Given data:
▼

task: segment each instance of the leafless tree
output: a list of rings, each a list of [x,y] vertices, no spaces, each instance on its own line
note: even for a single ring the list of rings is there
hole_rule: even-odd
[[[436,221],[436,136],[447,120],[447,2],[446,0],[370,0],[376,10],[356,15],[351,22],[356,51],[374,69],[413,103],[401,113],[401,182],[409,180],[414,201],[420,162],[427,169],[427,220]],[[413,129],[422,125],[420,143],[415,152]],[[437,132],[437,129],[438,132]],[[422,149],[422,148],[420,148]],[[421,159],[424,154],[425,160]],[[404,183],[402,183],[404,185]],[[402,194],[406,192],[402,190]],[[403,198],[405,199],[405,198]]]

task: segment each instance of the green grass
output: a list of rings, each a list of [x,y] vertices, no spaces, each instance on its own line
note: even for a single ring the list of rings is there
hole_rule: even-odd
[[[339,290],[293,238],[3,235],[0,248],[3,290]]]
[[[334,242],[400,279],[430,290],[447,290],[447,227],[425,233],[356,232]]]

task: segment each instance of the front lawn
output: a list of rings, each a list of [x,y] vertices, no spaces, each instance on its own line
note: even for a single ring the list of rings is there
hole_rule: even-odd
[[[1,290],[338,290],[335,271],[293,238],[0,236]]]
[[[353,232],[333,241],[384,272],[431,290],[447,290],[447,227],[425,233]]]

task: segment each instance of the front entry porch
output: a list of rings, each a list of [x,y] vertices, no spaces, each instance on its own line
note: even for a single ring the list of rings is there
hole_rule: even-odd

▲

Work to be completed: Reproduce without alteration the stretch of the records from the line containing "task: segment each instance of the front entry" through the end of the records.

Complete answer:
task: segment each instance of the front entry porch
output: a list of rings, each a list of [x,y] vertices, no spaces, each instance on its own line
note: even for a single ring the list of rings is there
hole_rule: even-odd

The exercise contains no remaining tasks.